__Passage given__.

◆ ◆ ◆ ◆ ◆ ◆ ◆

From mboxrd@z Thu Jan  1 00:00:00 1970
From: David Brown <david@westcontrol.com>
Subject: Re: possibly silly question (raid failover)
Date: Tue, 01 Nov 2011 10:14:43 +0100
Message-ID: <j8odkj$46h$1@dough.gmane.org>
References: <4EAF3F78.5060900@meetinghouse.net>
Mime-Version: 1.0
Content-Type: text/plain; charset=ISO-8859-1; format=flowed
Content-Transfer-Encoding: 7bit
Return-path: <linux-raid-owner@vger.kernel.org>
In-Reply-To: <4EAF3F78.5060900@meetinghouse.net>
Sender: linux-raid-owner@vger.kernel.org
To: linux-raid@vger.kernel.org
List-Id: linux-raid.ids

On 01/11/2011 01:38, Miles Fidelman wrote:
> Hi Folks,
>
> I've been exploring various ways to build a "poor man's high
> availability cluster." Currently I'm running two nodes, using raid on
> each box, running DRBD across the boxes, and running Xen virtual
> machines on top of that.
>
> I now have two brand new servers - for a total of four nodes - each with
> four large drives, and four gigE ports.
>
> Between the configuration of the systems, and rack space limitations,
> I'm trying to use each server for both storage and processing - and been
> looking at various options for building a cluster file system across all
> 16 drives, that supports VM migration/failover across all for nodes, and
> that's resistant to both single-drive failures, and to losing an entire
> server (and it's 4 drives), and maybe even losing two servers (8 drives).
>
> The approach that looks most interesting is Sheepdog - but it's both
> tied to KVM rather than Xen, and a bit immature.
>
> But it lead me to wonder if something like this might make sense:
> - mount each drive using AoE
> - run md RAID 10 across all 16 drives one one node
> - mount the resulting md device using AoE
> - if the node running the md device fails, use pacemaker/crm to
> auto-start an md device on another node, re-assemble and republish the
> array
> - resulting in a 16-drive raid10 array that's accessible from all nodes
>
> Or is this just silly and/or wrongheaded?

◆ ◆ ◆ ◆ ◆ ◆ ◆

__Records for processing__.

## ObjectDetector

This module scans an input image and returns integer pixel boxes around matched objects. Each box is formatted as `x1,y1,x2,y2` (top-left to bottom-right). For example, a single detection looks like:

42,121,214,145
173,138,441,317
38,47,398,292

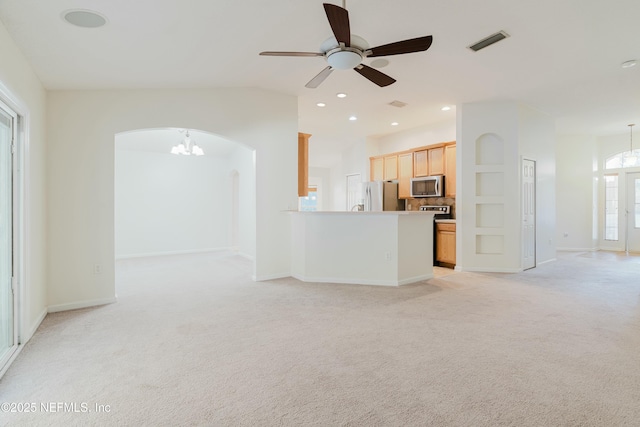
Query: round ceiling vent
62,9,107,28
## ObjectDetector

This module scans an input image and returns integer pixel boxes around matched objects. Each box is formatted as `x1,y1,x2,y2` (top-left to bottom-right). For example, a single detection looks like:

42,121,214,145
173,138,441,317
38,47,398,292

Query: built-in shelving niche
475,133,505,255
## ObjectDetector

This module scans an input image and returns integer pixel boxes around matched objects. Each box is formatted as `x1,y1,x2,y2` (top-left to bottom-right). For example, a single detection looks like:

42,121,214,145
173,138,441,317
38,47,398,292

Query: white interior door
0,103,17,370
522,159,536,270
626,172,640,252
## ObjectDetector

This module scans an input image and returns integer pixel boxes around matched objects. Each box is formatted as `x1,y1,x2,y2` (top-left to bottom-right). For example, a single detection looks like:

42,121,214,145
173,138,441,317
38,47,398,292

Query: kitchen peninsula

◆ ◆ ◆ ◆ ◆ ◆ ◆

__Problems to solve__.
1. Please reproduce the RAID failover message in full, word for word.
2. Identify each line in the listing that contains the string "Query", and copy those lines.
The listing has no connection to the RAID failover message.

__Answers by task__.
1.
From mboxrd@z Thu Jan  1 00:00:00 1970
From: David Brown <david@westcontrol.com>
Subject: Re: possibly silly question (raid failover)
Date: Tue, 01 Nov 2011 10:14:43 +0100
Message-ID: <j8odkj$46h$1@dough.gmane.org>
References: <4EAF3F78.5060900@meetinghouse.net>
Mime-Version: 1.0
Content-Type: text/plain; charset=ISO-8859-1; format=flowed
Content-Transfer-Encoding: 7bit
Return-path: <linux-raid-owner@vger.kernel.org>
In-Reply-To: <4EAF3F78.5060900@meetinghouse.net>
Sender: linux-raid-owner@vger.kernel.org
To: linux-raid@vger.kernel.org
List-Id: linux-raid.ids

On 01/11/2011 01:38, Miles Fidelman wrote:
> Hi Folks,
>
> I've been exploring various ways to build a "poor man's high
> availability cluster." Currently I'm running two nodes, using raid on
> each box, running DRBD across the boxes, and running Xen virtual
> machines on top of that.
>
> I now have two brand new servers - for a total of four nodes - each with
> four large drives, and four gigE ports.
>
> Between the configuration of the systems, and rack space limitations,
> I'm trying to use each server for both storage and processing - and been
> looking at various options for building a cluster file system across all
> 16 drives, that supports VM migration/failover across all for nodes, and
> that's resistant to both single-drive failures, and to losing an entire
> server (and it's 4 drives), and maybe even losing two servers (8 drives).
>
> The approach that looks most interesting is Sheepdog - but it's both
> tied to KVM rather than Xen, and a bit immature.
>
> But it lead me to wonder if something like this might make sense:
> - mount each drive using AoE
> - run md RAID 10 across all 16 drives one one node
> - mount the resulting md device using AoE
> - if the node running the md device fails, use pacemaker/crm to
> auto-start an md device on another node, re-assemble and republish the
> array
> - resulting in a 16-drive raid10 array that's accessible from all nodes
>
> Or is this just silly and/or wrongheaded?

2.
Query: round ceiling vent
Query: built-in shelving niche
Query: white interior door
Query: kitchen peninsula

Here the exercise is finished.